§ **Given task**
Change "separate parts" to "disconnected regions" in the stretch from the line containing "target: woman's face" through the line containing "28 41 L 28 54", and write those lines out again with nothing else altered.
--- Input rows ---
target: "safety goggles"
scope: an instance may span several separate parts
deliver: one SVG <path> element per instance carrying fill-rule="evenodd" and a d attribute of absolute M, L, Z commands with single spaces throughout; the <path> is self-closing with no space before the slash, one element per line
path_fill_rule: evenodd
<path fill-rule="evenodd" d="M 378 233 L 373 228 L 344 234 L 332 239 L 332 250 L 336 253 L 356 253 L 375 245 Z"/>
---
--- Input rows ---
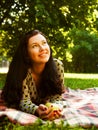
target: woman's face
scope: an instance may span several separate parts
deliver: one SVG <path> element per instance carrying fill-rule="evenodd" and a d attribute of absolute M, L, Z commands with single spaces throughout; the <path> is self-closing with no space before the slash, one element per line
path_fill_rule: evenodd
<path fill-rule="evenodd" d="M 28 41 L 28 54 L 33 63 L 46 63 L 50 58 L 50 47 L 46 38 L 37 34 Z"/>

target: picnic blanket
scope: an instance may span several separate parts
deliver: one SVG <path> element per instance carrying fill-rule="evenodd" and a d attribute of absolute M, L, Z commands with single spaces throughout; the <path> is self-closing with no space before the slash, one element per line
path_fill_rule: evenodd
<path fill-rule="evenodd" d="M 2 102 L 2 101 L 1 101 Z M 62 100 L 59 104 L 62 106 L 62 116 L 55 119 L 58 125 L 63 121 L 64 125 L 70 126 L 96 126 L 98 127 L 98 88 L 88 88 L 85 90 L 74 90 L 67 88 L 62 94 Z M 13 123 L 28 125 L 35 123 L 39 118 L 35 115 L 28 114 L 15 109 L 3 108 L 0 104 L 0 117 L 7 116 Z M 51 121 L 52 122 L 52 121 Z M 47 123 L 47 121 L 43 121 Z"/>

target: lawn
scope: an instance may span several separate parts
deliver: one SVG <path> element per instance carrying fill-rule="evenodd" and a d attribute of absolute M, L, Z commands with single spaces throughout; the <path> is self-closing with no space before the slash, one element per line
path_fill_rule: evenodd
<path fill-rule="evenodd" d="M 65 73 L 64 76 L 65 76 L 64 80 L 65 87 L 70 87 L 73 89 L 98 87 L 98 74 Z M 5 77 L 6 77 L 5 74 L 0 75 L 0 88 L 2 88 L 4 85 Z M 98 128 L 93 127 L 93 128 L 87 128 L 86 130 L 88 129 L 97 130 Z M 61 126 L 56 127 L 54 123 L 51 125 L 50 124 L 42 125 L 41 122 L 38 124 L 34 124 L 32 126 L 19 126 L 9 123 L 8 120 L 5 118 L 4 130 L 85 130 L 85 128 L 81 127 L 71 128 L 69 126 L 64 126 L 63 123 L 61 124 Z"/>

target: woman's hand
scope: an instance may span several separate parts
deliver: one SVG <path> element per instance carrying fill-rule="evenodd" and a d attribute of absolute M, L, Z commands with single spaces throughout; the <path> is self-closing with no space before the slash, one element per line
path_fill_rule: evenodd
---
§ **Task solution**
target: woman's face
scope: an instance may span several disconnected regions
deliver: one SVG <path> element per instance carrying fill-rule="evenodd" and a d attribute of absolute M, L, Z commands with single spaces throughout; the <path> is self-closing with no space before the slash, one element per line
path_fill_rule: evenodd
<path fill-rule="evenodd" d="M 28 41 L 28 54 L 33 63 L 46 63 L 50 58 L 50 47 L 46 38 L 37 34 Z"/>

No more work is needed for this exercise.